----- Passage shown -----

On Tuesday morning, the Esperanza Peace and Justice Center broke ground for its long-awaited Museo del Westside.

Scheduled to open in May 2023, what the center calls its “new community participatory museum,” will focus on the history and culture of San Antonio’s Westside neighborhoods through archives collected by community members.

First conceived of in 2007 when the building was acquired, the Museo has since been supported by a $75,000 grant from Impact San Antonio, a $50,000 donation from an anonymous donor in Dallas, and $1.5 million from the city of San Antonio’s Westside Tax Increment Reinvestment Zone (TIRZ).

A sacred day

Graciela Sánchez, the Esperanza Center’s executive director, welcomed a crowd of supporters and members of the media “on this very important, sacred day,” to announce the official groundbreaking for the museum that will anchor the Rinconcito de Esperanza on the corner of Guadalupe and Colorado Streets.

The Rinconcito is a collection of historic buildings that serve as living memory for the West Side: the 100-year-old Casa de Cuentos, a casita that represents typical working-class housing from the area’s past; the MujerArtes adobe building that houses a group of artisans; and the corner building that stands vacant but once housed M&E Grocery Store, and the adjoining Ruben’s Ice House.

Project architect Dwayne Bohuslav began restoring the vacant building 12 years ago, working with the Esperanza Center’s vision “that each of these buildings was a miracle,” he said, “and that there could be a way of thinking about them … being conjoined into a kind of necklace of milagros.”

Esmeralda “Sam” Rocha said she was born in a shotgun house that used to stand on the block. In the 1960s she worked for her parents Manuel and Elida Reyes alongside her nine siblings in the grocery, serving coffee or hamburgers out of the side window that is now gated and served as a backdrop for the Mariachi Esperanza musicians providing music for the groundbreaking ceremony.

Her sister Patricia Reyes Zepeda also recounted her days working in the store. “As a child, you see it as chores, but as an adult, they become beautiful memories that built closeness amongst the family.”

Rocha said the family feeling extended throughout the community that visited the store, which served as a “Cheers”-like gathering place. “When you walk in everybody knows your name — that was here. We knew everybody in the community, they knew my dad and the kids. Everybody knew everybody. It was awesome.”

----- Data block -----

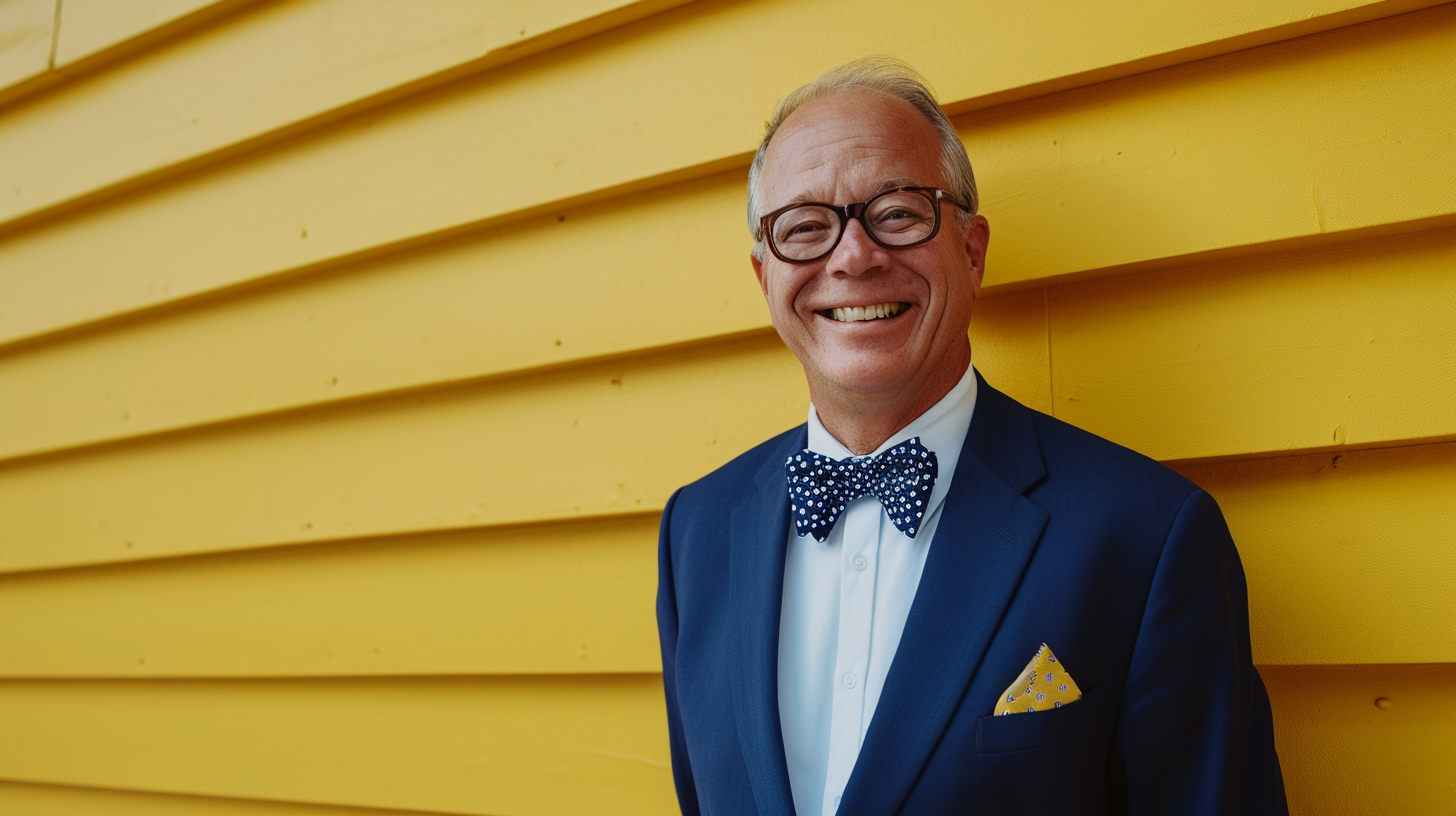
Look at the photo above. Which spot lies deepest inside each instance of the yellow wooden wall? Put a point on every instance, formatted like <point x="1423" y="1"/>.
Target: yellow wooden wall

-----

Task requirements —
a) Rewrite the Museo del Westside article from "Scheduled to open" up to and including "by community members.", changing "community participatory museum" to "neighborhood history museum".
b) Please state the amount of the grant the Museo del Westside article says came from Impact San Antonio.

Problem solutions —
a)
Scheduled to open in May 2023, what the center calls its “new neighborhood history museum,” will focus on the history and culture of San Antonio’s Westside neighborhoods through archives collected by community members.

b) $75,000